Give as output the line that contains "point: turquoise jacket", followed by every remaining line of the entries, unchanged and with nothing added.

--- start RECORDS FOR THE TASK ---

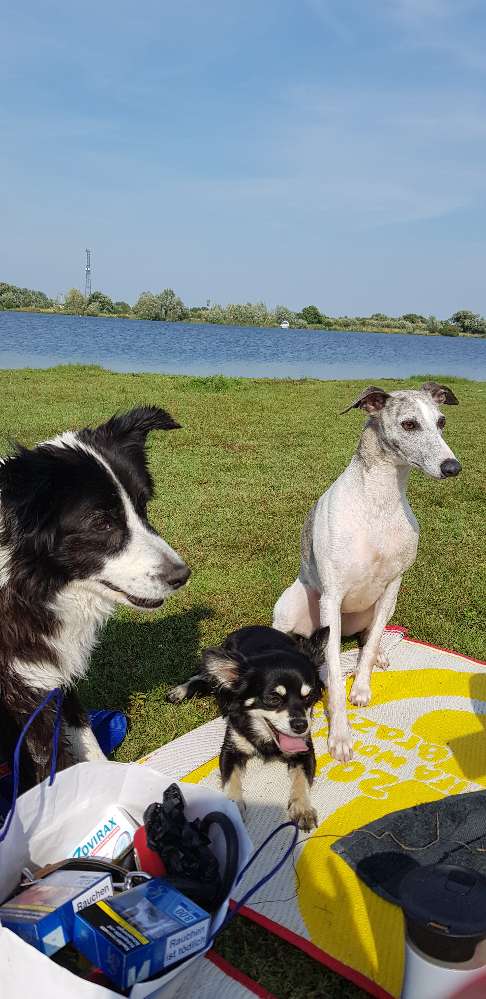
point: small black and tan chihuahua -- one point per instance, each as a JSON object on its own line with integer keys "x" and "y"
{"x": 266, "y": 684}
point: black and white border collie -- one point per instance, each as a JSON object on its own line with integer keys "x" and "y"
{"x": 74, "y": 542}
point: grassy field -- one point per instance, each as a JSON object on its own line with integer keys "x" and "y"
{"x": 233, "y": 487}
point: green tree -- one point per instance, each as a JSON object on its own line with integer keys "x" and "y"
{"x": 312, "y": 315}
{"x": 147, "y": 306}
{"x": 413, "y": 317}
{"x": 468, "y": 322}
{"x": 99, "y": 302}
{"x": 74, "y": 302}
{"x": 172, "y": 308}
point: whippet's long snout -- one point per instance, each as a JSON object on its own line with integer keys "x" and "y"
{"x": 450, "y": 467}
{"x": 178, "y": 576}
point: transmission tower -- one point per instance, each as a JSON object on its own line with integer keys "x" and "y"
{"x": 87, "y": 280}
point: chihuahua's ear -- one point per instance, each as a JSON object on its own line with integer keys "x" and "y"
{"x": 315, "y": 646}
{"x": 441, "y": 394}
{"x": 371, "y": 400}
{"x": 221, "y": 668}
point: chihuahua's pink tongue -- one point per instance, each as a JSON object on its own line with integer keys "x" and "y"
{"x": 292, "y": 743}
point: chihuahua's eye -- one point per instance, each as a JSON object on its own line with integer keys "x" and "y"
{"x": 273, "y": 700}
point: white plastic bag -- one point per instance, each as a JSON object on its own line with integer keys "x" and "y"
{"x": 47, "y": 821}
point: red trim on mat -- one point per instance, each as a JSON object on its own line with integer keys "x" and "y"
{"x": 316, "y": 953}
{"x": 430, "y": 645}
{"x": 356, "y": 977}
{"x": 239, "y": 976}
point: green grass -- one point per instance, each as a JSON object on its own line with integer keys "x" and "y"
{"x": 233, "y": 487}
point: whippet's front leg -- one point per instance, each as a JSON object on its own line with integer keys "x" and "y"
{"x": 340, "y": 740}
{"x": 384, "y": 607}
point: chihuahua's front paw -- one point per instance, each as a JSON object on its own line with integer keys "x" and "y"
{"x": 304, "y": 816}
{"x": 360, "y": 694}
{"x": 340, "y": 744}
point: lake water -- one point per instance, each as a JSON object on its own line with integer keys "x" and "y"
{"x": 39, "y": 341}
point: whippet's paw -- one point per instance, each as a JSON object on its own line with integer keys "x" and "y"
{"x": 304, "y": 816}
{"x": 382, "y": 661}
{"x": 177, "y": 694}
{"x": 241, "y": 805}
{"x": 340, "y": 745}
{"x": 360, "y": 694}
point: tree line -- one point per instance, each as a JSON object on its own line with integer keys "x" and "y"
{"x": 166, "y": 306}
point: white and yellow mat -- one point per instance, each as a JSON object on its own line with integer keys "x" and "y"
{"x": 423, "y": 737}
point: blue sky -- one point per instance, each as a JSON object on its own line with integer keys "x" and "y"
{"x": 295, "y": 151}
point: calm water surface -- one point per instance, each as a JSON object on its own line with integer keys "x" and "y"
{"x": 39, "y": 341}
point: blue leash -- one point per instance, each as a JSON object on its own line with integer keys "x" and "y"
{"x": 57, "y": 695}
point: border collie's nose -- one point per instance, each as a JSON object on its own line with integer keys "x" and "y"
{"x": 178, "y": 576}
{"x": 298, "y": 725}
{"x": 450, "y": 467}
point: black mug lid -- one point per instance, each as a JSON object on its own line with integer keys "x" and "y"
{"x": 445, "y": 899}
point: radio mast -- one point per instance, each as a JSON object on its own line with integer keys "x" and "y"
{"x": 87, "y": 279}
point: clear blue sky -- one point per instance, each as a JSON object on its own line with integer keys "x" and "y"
{"x": 295, "y": 151}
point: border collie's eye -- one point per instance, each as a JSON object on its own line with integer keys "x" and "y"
{"x": 104, "y": 523}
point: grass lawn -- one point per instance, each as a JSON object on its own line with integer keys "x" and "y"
{"x": 233, "y": 487}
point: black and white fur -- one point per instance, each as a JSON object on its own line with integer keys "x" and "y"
{"x": 266, "y": 684}
{"x": 75, "y": 541}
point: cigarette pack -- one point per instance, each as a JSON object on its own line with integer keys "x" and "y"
{"x": 140, "y": 932}
{"x": 43, "y": 915}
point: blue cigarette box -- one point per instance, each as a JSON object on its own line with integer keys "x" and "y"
{"x": 43, "y": 915}
{"x": 140, "y": 932}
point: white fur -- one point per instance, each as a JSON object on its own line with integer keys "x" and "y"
{"x": 136, "y": 570}
{"x": 357, "y": 542}
{"x": 279, "y": 719}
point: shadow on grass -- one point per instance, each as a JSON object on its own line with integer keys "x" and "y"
{"x": 137, "y": 655}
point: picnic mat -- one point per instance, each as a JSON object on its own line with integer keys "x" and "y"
{"x": 422, "y": 738}
{"x": 213, "y": 976}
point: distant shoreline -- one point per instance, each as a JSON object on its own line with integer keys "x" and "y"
{"x": 318, "y": 328}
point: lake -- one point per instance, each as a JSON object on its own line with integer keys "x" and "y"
{"x": 39, "y": 341}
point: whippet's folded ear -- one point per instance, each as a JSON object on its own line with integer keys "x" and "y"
{"x": 441, "y": 394}
{"x": 371, "y": 400}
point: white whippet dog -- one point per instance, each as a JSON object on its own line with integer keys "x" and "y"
{"x": 361, "y": 536}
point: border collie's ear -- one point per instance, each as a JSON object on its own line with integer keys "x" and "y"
{"x": 221, "y": 668}
{"x": 27, "y": 486}
{"x": 371, "y": 400}
{"x": 134, "y": 426}
{"x": 441, "y": 394}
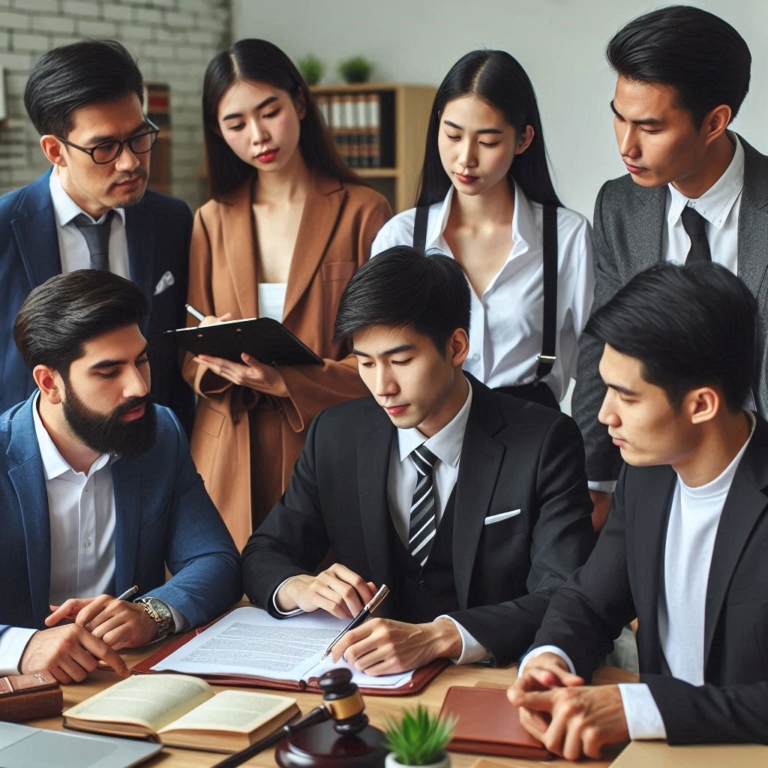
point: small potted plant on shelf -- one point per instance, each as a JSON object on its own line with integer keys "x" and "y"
{"x": 418, "y": 738}
{"x": 356, "y": 70}
{"x": 311, "y": 68}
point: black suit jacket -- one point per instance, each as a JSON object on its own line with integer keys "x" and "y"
{"x": 624, "y": 578}
{"x": 628, "y": 231}
{"x": 515, "y": 455}
{"x": 158, "y": 230}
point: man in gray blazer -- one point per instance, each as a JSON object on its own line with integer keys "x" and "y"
{"x": 695, "y": 190}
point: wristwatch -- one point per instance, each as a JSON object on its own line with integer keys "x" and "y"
{"x": 160, "y": 613}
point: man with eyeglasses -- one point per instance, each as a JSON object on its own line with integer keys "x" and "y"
{"x": 93, "y": 209}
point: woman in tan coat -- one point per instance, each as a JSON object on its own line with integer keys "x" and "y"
{"x": 287, "y": 227}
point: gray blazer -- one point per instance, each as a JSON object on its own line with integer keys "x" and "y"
{"x": 628, "y": 229}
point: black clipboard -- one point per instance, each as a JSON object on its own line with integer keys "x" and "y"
{"x": 265, "y": 339}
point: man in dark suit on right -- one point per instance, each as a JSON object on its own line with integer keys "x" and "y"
{"x": 684, "y": 548}
{"x": 695, "y": 191}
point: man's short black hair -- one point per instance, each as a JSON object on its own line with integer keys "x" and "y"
{"x": 66, "y": 311}
{"x": 703, "y": 57}
{"x": 688, "y": 326}
{"x": 401, "y": 287}
{"x": 74, "y": 76}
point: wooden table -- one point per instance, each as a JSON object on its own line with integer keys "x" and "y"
{"x": 377, "y": 708}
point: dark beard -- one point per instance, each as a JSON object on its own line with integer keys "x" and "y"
{"x": 107, "y": 434}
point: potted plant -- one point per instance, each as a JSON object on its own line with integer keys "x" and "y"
{"x": 418, "y": 738}
{"x": 356, "y": 70}
{"x": 311, "y": 68}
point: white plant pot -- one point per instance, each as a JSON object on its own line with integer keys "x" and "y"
{"x": 391, "y": 762}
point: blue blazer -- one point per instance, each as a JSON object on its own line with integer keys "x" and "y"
{"x": 158, "y": 230}
{"x": 164, "y": 516}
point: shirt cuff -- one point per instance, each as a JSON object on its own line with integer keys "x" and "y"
{"x": 294, "y": 612}
{"x": 644, "y": 720}
{"x": 545, "y": 649}
{"x": 605, "y": 486}
{"x": 471, "y": 650}
{"x": 13, "y": 643}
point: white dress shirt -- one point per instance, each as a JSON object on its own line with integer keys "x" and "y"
{"x": 82, "y": 515}
{"x": 72, "y": 246}
{"x": 694, "y": 518}
{"x": 506, "y": 331}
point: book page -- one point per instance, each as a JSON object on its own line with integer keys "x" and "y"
{"x": 152, "y": 702}
{"x": 241, "y": 711}
{"x": 248, "y": 641}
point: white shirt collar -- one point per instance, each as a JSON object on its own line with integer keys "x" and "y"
{"x": 65, "y": 208}
{"x": 716, "y": 203}
{"x": 445, "y": 444}
{"x": 524, "y": 228}
{"x": 54, "y": 464}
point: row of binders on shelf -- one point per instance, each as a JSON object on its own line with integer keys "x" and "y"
{"x": 362, "y": 125}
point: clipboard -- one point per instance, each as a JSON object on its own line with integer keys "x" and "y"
{"x": 267, "y": 340}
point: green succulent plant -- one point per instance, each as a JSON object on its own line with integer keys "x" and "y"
{"x": 356, "y": 70}
{"x": 418, "y": 738}
{"x": 311, "y": 68}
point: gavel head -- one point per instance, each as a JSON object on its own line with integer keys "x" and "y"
{"x": 343, "y": 701}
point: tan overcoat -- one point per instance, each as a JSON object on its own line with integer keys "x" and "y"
{"x": 337, "y": 228}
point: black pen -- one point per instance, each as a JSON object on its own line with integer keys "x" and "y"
{"x": 368, "y": 609}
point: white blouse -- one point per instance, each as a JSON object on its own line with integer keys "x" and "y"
{"x": 506, "y": 330}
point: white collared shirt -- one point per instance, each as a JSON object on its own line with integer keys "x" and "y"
{"x": 72, "y": 246}
{"x": 506, "y": 330}
{"x": 719, "y": 205}
{"x": 694, "y": 518}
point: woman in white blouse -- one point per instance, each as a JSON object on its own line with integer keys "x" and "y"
{"x": 484, "y": 190}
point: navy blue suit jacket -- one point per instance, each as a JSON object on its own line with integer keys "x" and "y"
{"x": 164, "y": 516}
{"x": 158, "y": 230}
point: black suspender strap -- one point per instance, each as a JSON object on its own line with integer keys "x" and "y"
{"x": 549, "y": 335}
{"x": 420, "y": 228}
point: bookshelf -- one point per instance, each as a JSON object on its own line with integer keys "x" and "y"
{"x": 394, "y": 127}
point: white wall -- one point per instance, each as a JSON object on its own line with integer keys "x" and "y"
{"x": 560, "y": 43}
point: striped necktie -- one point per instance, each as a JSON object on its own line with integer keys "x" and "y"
{"x": 423, "y": 526}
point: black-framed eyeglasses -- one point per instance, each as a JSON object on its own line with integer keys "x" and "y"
{"x": 109, "y": 151}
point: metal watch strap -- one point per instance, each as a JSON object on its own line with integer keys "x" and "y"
{"x": 160, "y": 613}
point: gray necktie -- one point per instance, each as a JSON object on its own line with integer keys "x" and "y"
{"x": 96, "y": 238}
{"x": 693, "y": 222}
{"x": 423, "y": 525}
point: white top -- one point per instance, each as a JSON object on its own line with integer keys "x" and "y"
{"x": 506, "y": 328}
{"x": 694, "y": 518}
{"x": 272, "y": 300}
{"x": 82, "y": 514}
{"x": 720, "y": 206}
{"x": 72, "y": 246}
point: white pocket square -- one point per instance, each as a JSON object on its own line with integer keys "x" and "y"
{"x": 166, "y": 281}
{"x": 501, "y": 516}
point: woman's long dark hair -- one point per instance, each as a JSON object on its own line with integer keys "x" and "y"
{"x": 261, "y": 61}
{"x": 498, "y": 79}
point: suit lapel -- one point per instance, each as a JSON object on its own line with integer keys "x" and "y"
{"x": 140, "y": 228}
{"x": 34, "y": 229}
{"x": 240, "y": 248}
{"x": 753, "y": 220}
{"x": 481, "y": 457}
{"x": 744, "y": 506}
{"x": 126, "y": 482}
{"x": 318, "y": 223}
{"x": 28, "y": 479}
{"x": 373, "y": 453}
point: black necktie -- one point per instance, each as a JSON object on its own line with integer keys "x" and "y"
{"x": 96, "y": 238}
{"x": 693, "y": 222}
{"x": 423, "y": 526}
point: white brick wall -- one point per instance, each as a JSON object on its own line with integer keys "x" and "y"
{"x": 173, "y": 41}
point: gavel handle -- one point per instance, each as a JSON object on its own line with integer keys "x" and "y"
{"x": 317, "y": 715}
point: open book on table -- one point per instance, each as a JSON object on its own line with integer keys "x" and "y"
{"x": 249, "y": 647}
{"x": 182, "y": 711}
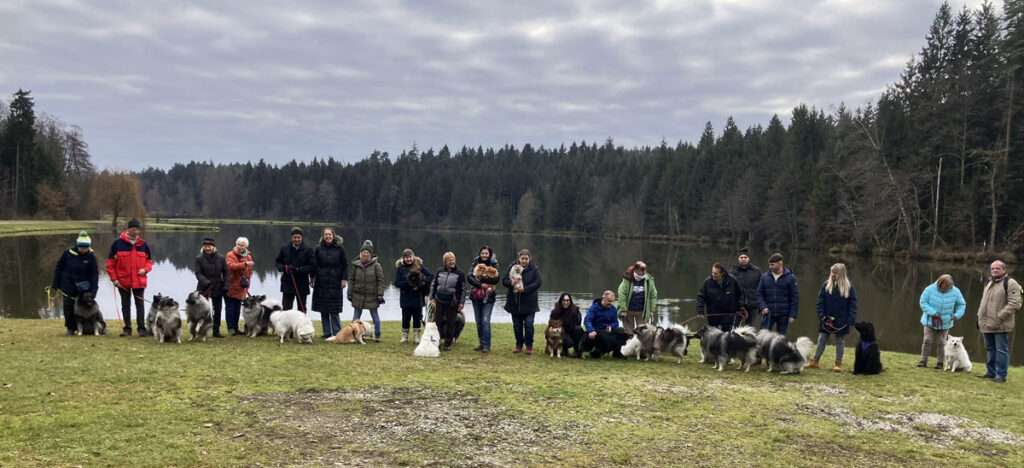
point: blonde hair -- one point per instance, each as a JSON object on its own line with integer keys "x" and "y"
{"x": 842, "y": 281}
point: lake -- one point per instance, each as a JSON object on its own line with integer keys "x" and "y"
{"x": 887, "y": 290}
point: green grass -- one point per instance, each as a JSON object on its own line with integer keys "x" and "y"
{"x": 235, "y": 401}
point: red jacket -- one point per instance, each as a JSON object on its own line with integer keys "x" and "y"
{"x": 126, "y": 259}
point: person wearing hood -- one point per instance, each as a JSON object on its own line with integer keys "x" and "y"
{"x": 330, "y": 279}
{"x": 367, "y": 288}
{"x": 211, "y": 277}
{"x": 128, "y": 266}
{"x": 637, "y": 297}
{"x": 76, "y": 272}
{"x": 521, "y": 301}
{"x": 413, "y": 281}
{"x": 778, "y": 296}
{"x": 483, "y": 295}
{"x": 295, "y": 263}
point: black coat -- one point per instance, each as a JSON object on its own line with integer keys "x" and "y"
{"x": 525, "y": 302}
{"x": 331, "y": 267}
{"x": 211, "y": 274}
{"x": 302, "y": 264}
{"x": 76, "y": 272}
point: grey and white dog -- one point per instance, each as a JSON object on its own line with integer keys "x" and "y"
{"x": 199, "y": 310}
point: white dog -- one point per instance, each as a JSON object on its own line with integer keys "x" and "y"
{"x": 956, "y": 356}
{"x": 430, "y": 342}
{"x": 293, "y": 324}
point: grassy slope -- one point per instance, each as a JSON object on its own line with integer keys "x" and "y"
{"x": 121, "y": 401}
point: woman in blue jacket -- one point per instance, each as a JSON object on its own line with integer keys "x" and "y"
{"x": 941, "y": 305}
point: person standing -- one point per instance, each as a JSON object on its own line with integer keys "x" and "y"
{"x": 211, "y": 277}
{"x": 837, "y": 308}
{"x": 128, "y": 266}
{"x": 637, "y": 297}
{"x": 521, "y": 300}
{"x": 240, "y": 270}
{"x": 368, "y": 287}
{"x": 941, "y": 304}
{"x": 76, "y": 272}
{"x": 295, "y": 263}
{"x": 999, "y": 302}
{"x": 778, "y": 296}
{"x": 330, "y": 281}
{"x": 483, "y": 296}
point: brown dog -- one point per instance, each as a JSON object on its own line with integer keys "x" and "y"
{"x": 351, "y": 333}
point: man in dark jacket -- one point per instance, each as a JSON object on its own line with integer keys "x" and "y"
{"x": 211, "y": 278}
{"x": 77, "y": 272}
{"x": 778, "y": 296}
{"x": 295, "y": 262}
{"x": 749, "y": 277}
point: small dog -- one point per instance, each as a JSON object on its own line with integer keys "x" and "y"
{"x": 199, "y": 310}
{"x": 351, "y": 333}
{"x": 293, "y": 324}
{"x": 868, "y": 357}
{"x": 429, "y": 343}
{"x": 88, "y": 316}
{"x": 956, "y": 357}
{"x": 553, "y": 337}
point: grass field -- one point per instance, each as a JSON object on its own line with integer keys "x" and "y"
{"x": 235, "y": 401}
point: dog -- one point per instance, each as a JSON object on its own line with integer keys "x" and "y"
{"x": 956, "y": 356}
{"x": 199, "y": 310}
{"x": 553, "y": 339}
{"x": 868, "y": 357}
{"x": 351, "y": 333}
{"x": 429, "y": 343}
{"x": 88, "y": 316}
{"x": 293, "y": 324}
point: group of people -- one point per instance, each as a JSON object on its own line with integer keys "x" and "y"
{"x": 726, "y": 299}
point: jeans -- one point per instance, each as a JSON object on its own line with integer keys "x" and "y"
{"x": 840, "y": 346}
{"x": 232, "y": 312}
{"x": 376, "y": 316}
{"x": 997, "y": 349}
{"x": 523, "y": 327}
{"x": 481, "y": 313}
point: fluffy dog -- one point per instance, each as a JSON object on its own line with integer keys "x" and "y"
{"x": 429, "y": 343}
{"x": 956, "y": 356}
{"x": 553, "y": 339}
{"x": 199, "y": 310}
{"x": 88, "y": 316}
{"x": 868, "y": 357}
{"x": 293, "y": 324}
{"x": 351, "y": 333}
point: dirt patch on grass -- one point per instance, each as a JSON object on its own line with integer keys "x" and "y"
{"x": 403, "y": 426}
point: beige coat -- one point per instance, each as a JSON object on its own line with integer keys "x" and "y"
{"x": 995, "y": 313}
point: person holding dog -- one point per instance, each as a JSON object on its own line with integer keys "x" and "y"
{"x": 211, "y": 277}
{"x": 128, "y": 266}
{"x": 837, "y": 308}
{"x": 295, "y": 263}
{"x": 76, "y": 272}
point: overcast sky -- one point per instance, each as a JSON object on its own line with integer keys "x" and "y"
{"x": 154, "y": 83}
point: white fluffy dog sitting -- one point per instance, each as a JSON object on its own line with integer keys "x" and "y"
{"x": 293, "y": 324}
{"x": 429, "y": 343}
{"x": 956, "y": 356}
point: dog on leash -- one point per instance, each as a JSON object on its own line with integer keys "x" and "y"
{"x": 293, "y": 324}
{"x": 956, "y": 356}
{"x": 88, "y": 316}
{"x": 351, "y": 333}
{"x": 199, "y": 310}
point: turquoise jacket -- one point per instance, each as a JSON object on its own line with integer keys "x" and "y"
{"x": 948, "y": 305}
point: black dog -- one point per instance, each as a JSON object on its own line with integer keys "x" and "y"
{"x": 868, "y": 360}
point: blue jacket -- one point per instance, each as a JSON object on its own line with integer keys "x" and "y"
{"x": 781, "y": 297}
{"x": 948, "y": 305}
{"x": 842, "y": 309}
{"x": 600, "y": 317}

--- end RECORDS FOR THE TASK ---

● **COMPLETE RESPONSE**
point: turquoise jacket -- one point per instance, each as a JSON object on its own line with integer keys "x" and "y"
{"x": 948, "y": 305}
point: black dog -- one point per instance, each as a JSON object on its own line with integer keys "x" and "y"
{"x": 868, "y": 360}
point: blue jacket -- one point per instance, each as a JSON object on its own line with integer keys "x" and "y"
{"x": 781, "y": 297}
{"x": 948, "y": 305}
{"x": 842, "y": 309}
{"x": 600, "y": 317}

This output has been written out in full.